====== 本文

政府放出株の歴史を紐解いてみる

上場して得た資金の使い道が気になりますが、政府は最終的な売却益のうち4兆円を東日本大震災の復興財源に充てることを決めています。つまり、郵政グループ3社の上場は国策なんですね。だから失敗できないという面もあります。ということは、株価を下げないような政府の後方支援が期待できそうです。

国策といえば……、政府放出株の歴史はというと、NTT、JR東日本、日本たばこ産業、JR西日本、JR東海、NTTドコモに続き、郵政グループ3社は「最後にして最大」といわれています。政府保有株の残りは、JR九州と東京メトロでしょうか……。

郵便局が今後、成長していくかどうかは、そこに勤める人にかかってくるでしょう。これからは上場会社として競争の世界にさらされていくので、局員さんからの勧誘も強くなるかもしれませんね。でも、何となくあまりにも巨大な会社であることから動きが鈍く、めぼしい新規事業もないので伸びしろが少ないような……。

============
====== 提示データ

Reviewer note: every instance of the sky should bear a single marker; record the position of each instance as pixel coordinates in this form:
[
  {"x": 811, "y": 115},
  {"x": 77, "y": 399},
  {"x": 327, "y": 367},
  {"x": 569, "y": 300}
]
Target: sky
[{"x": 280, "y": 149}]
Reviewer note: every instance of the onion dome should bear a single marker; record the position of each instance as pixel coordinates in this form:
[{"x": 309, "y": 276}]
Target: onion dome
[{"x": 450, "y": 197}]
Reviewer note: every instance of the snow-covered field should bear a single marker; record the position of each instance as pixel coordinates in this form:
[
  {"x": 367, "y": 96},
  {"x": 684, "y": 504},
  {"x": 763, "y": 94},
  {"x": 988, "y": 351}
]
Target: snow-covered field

============

課題の内容: 郵政上場と政府放出株の歴史を扱った本文を、最後の文のあとから書き継ぐこと。

出力結果:
ただ、過去の政府放出株の会社で、たとえば日本たばこ産業は、現在は「JT」の名で知られ、たばこだけではなく医療用薬品や加工食品など多角化に成功しています。(残念ながら「桃の天然水」などの飲料部門は撤退)。海外たばこ会社のM&Aも進めています。きっと優秀な人材がいるのでしょう。株価も現在は、上場時の5倍の価値があるとか。

JR東日本も列車を走らせるだけではなく、エキナカ開発や不動産事業、広告事業などを伸ばしています。新駅にできるエキナカの店舗は活況で、広告もデジタルサイネージになって駅全体が華やかです。センスのなかった駅ビルも、ルミネになって百貨店随一の売り上げの伸び率があるそう。株価も現在は、上場時の2.8倍になっています。

郵便局だって上場することで株主の目があれば、きっと変わっていきます。株を買う、買わないは、長い目でみて、郵便局を一民間企業としてみることが重要です。